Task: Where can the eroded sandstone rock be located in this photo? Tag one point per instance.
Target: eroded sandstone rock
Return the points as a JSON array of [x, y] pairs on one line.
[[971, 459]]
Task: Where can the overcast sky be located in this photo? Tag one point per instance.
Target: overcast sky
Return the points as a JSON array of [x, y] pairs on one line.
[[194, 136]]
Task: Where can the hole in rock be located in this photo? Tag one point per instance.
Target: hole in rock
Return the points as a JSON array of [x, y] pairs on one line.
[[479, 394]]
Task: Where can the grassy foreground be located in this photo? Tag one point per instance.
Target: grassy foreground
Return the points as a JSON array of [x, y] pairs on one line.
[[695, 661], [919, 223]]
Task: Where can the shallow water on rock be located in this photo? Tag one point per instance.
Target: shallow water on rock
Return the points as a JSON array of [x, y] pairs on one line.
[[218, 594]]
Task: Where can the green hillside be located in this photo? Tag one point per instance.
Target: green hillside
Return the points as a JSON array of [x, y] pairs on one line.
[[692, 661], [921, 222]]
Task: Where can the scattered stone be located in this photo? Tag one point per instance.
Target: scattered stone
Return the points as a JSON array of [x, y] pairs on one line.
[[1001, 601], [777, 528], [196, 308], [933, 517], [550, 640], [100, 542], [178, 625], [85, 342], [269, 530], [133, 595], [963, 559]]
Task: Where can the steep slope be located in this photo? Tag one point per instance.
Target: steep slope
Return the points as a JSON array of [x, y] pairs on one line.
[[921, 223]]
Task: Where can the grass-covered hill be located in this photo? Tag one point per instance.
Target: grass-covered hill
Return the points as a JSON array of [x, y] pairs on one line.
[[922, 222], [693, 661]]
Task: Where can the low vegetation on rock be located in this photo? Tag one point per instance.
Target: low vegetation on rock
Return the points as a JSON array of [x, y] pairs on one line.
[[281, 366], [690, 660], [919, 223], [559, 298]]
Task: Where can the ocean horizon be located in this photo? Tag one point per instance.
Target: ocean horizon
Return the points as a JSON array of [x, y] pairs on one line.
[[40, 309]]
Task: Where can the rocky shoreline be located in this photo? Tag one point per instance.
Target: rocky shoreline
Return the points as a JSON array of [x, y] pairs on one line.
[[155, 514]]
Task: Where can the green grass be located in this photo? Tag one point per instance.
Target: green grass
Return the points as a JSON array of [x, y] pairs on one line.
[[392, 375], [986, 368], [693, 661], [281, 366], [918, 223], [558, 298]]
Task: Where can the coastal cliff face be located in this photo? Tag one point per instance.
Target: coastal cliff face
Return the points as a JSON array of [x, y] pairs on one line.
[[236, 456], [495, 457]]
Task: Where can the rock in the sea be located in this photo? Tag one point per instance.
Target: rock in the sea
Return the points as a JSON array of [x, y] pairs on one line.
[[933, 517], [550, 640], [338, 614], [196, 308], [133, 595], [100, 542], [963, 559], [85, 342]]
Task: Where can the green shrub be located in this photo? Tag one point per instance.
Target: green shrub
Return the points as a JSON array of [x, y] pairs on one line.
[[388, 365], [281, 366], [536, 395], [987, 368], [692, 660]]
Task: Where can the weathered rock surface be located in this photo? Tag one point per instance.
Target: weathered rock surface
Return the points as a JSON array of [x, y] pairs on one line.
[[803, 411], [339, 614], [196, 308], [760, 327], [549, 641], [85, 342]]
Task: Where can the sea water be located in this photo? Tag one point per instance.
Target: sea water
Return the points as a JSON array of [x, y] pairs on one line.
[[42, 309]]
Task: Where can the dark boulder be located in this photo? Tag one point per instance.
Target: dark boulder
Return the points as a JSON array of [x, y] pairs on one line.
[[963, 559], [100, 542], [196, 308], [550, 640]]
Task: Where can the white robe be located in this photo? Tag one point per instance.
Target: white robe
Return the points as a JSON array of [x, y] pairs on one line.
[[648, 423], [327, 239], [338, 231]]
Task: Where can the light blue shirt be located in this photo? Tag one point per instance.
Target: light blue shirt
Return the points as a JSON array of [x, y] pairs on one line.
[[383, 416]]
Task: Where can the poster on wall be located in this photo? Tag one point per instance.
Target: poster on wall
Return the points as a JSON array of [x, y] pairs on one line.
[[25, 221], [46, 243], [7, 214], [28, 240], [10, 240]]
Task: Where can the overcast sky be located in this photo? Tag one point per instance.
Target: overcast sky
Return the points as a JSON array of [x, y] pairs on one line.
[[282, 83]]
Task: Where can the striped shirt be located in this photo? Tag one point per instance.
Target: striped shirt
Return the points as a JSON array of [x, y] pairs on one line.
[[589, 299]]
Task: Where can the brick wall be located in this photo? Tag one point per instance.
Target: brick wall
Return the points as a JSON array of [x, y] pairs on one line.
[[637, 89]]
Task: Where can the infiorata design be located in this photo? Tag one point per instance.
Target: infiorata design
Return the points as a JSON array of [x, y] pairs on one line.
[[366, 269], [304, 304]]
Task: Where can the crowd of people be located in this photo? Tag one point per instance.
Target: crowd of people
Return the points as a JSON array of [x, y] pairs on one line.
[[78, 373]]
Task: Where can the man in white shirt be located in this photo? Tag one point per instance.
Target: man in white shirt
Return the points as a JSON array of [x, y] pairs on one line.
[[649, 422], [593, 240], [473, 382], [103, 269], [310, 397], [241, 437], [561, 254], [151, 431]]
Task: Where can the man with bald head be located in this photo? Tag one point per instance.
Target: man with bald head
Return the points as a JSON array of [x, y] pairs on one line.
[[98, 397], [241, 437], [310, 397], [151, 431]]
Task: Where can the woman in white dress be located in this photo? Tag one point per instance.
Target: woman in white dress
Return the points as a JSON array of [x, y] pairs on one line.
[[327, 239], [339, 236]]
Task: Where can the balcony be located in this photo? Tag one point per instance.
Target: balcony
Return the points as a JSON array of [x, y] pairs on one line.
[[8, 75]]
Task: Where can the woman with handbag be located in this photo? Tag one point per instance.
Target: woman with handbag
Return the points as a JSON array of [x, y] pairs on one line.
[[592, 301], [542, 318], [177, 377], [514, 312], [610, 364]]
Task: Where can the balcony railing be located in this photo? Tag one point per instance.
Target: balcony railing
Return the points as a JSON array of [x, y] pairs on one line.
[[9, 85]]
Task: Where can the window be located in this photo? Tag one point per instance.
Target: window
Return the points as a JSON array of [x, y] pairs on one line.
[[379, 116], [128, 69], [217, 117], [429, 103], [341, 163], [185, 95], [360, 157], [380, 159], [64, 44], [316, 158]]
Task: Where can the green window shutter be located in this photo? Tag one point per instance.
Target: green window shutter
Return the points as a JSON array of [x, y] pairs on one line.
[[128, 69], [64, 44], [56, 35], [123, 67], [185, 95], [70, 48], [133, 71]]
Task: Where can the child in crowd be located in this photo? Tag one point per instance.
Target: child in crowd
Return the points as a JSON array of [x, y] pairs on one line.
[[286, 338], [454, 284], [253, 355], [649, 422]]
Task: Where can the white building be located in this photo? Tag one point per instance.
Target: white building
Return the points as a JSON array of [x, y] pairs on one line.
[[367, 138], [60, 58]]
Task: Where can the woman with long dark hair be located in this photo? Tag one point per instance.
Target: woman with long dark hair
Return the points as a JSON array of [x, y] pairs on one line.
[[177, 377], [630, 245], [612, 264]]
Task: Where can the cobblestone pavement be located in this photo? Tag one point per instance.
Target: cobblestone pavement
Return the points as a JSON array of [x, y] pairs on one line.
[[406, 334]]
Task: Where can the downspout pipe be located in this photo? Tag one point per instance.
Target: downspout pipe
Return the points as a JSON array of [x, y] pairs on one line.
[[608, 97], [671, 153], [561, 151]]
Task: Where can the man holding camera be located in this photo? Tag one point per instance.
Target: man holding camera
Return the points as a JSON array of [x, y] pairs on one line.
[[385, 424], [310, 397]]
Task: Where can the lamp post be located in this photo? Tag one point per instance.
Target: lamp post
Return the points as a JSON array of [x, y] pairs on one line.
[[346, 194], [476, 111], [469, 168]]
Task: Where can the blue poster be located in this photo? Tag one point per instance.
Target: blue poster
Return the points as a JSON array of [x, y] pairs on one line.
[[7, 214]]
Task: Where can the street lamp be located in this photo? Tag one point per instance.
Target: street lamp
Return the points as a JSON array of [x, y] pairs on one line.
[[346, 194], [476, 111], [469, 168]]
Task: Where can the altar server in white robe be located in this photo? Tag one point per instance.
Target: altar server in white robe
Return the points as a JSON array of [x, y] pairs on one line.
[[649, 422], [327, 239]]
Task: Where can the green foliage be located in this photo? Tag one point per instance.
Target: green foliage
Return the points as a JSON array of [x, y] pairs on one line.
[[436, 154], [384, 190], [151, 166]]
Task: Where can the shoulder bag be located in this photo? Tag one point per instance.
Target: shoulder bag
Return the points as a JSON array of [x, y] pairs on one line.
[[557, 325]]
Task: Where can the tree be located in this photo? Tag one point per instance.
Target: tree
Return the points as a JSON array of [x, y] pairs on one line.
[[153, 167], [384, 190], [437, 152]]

## TASK DESCRIPTION:
Please restate word for word only the lines from the one with "Task: Where can the green foliage" through the final line of the listing above, both of them included.

## TASK RESPONSE:
Task: Where can the green foliage be located in this photo? Tag one point per instance.
Target: green foliage
Return the points as a JSON array of [x, y] pairs on one line.
[[436, 154], [384, 190], [151, 166]]
Task: Where can the shoulder bag be located in this photo? Tag one point per instance.
Target: shoulder bag
Return the points as a JSON array of [x, y] pairs on one line.
[[557, 325]]
Task: Where can the tree be located in this photo? Tag one point per instance.
Target: tree
Return the points as a JSON array of [x, y] pairs on one line.
[[153, 167], [384, 190], [437, 152]]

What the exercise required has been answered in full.